-- START Passage given --

Question

If the solution of differential equation $\frac{dy}{dx}=y+{\int }_0^{1}ydx,$ is $y=\frac{1}{3-e}(A{e}^x+Be+1)$; also given that $y=1,$ when $x=0$,
then find the value of $A+B$.

• A. $0$
• B. $1$
• C. $2$
• D. $3$

Answer 1

Answer: (B)

$1$

$\frac{dy}{dx}=y+{\int }_0^{1}ydx$
$\Rightarrow \frac{dy}{dx}=y+a$ let ${\int }_0^{1}ydx=a$
$\Rightarrow \frac{dy}{dx}-y-a=0$
I.F.$=e^{-\int 1.dx}=e^{-x}$
Hence, the solution of the given first order linear differential equation is
$y\times e^{-x}=\int a{e}^{-x}dx+c$
$\Rightarrow y=-a+c{e}^x....\left(1\right)$
$a={\int }_0^{1}ydx=-{\int }_0^1(a-c{e}^x)dx$
$=-a(1-0)+{\left|c\right(e^x\left)\right|}_0^1=-a+c(e-1)$
$\Rightarrow a=\frac{(e-1)c}{2}...\left(2\right)$
Using $\left(1\right)$ and $\left(2\right)$ we get,
$y=\frac{(1-e)c}{2}+c{e}^x$
Given that $y=1$, when $x=0$. Using this we get
$1=\frac{(1-e)c}{2}+c\Rightarrow 2=c(3-e)\Rightarrow c=\frac{2}{3-e}$
Hence $y=\frac{(1-e)c}{2}+c{e}^{x}y=c{e}^x-\frac{c}{2}e+\frac{c}{2}y=\frac{1}{3-e}({2e}^x-e+1)$
Comparing this with given value of $y$, we get $A+B=1$

-- END Passage given --
-- START Provided data --

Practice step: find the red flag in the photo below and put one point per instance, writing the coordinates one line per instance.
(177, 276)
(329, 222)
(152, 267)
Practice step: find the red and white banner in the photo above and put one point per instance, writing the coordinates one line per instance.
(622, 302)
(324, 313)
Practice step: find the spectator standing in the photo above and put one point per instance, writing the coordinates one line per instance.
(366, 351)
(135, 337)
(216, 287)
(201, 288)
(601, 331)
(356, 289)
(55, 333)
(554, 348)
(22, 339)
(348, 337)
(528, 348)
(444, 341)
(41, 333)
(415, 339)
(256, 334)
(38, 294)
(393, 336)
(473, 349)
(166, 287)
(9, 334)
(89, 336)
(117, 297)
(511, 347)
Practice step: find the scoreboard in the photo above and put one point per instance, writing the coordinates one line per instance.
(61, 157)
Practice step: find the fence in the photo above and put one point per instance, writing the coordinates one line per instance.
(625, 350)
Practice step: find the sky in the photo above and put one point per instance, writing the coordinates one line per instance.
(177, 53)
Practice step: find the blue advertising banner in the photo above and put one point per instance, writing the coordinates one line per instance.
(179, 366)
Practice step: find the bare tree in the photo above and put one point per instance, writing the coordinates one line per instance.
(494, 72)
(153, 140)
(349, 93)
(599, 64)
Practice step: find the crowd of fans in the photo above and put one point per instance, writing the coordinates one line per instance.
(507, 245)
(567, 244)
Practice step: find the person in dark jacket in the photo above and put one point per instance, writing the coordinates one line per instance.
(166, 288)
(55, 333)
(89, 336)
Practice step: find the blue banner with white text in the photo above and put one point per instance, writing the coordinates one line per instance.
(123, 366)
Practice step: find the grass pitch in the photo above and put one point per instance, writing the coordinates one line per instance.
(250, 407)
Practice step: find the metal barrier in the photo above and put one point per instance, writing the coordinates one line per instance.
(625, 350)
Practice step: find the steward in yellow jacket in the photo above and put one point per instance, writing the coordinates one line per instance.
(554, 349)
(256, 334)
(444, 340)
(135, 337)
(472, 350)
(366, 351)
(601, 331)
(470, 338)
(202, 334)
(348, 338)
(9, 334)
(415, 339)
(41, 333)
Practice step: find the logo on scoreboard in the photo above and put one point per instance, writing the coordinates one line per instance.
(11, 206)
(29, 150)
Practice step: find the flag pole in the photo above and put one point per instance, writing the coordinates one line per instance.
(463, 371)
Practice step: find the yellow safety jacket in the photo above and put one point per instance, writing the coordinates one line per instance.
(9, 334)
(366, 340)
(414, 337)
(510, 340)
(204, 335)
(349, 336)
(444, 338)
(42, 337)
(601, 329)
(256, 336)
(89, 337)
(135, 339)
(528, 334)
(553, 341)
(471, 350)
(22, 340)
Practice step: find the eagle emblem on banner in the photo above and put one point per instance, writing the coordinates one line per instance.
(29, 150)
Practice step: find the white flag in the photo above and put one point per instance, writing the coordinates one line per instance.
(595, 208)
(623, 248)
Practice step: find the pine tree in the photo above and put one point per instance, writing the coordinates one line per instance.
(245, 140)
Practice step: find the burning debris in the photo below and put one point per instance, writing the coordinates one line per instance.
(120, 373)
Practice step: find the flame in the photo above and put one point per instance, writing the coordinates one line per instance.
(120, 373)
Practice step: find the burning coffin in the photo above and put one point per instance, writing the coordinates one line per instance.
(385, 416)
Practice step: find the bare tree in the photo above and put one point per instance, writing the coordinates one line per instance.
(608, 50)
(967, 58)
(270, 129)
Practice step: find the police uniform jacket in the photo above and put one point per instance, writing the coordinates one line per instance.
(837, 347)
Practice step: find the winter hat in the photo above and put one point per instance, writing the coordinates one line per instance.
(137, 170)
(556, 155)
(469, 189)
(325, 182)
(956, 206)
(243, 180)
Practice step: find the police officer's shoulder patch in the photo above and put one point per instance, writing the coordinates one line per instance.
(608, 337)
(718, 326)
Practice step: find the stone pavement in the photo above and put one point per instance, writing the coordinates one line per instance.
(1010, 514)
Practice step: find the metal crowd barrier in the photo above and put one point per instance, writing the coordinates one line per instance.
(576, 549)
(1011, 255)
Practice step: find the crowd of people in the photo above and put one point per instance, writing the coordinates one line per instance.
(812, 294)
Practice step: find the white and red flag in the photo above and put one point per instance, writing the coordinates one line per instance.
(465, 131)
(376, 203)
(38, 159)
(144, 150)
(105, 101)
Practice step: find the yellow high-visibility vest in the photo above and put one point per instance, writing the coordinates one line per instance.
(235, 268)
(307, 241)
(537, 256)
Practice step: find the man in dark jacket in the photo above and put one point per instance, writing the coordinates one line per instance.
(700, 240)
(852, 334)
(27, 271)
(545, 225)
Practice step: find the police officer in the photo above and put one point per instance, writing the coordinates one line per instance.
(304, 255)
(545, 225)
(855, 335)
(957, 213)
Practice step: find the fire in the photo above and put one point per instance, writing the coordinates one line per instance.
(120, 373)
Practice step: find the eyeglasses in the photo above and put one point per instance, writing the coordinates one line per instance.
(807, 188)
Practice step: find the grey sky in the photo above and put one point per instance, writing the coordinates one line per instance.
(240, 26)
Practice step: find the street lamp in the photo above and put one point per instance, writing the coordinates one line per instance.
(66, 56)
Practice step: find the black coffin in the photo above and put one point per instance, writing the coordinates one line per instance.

-- END Provided data --

■ The problem: Based on the differential equation problem above, say whether each statement agrees with it, answering yes or no and quoting the words that decide it: 1. The answer marked as correct is option C. 2. The condition given is that y equals 1 when x equals 0. 3. The integral from 0 to 1 of y dx is renamed as a.

■ Written response:
1. No: "Answer: (B)"
2. Yes: "Given that $y=1$, when $x=0$."
3. Yes: "let ${\int }_0^{1}ydx=a$"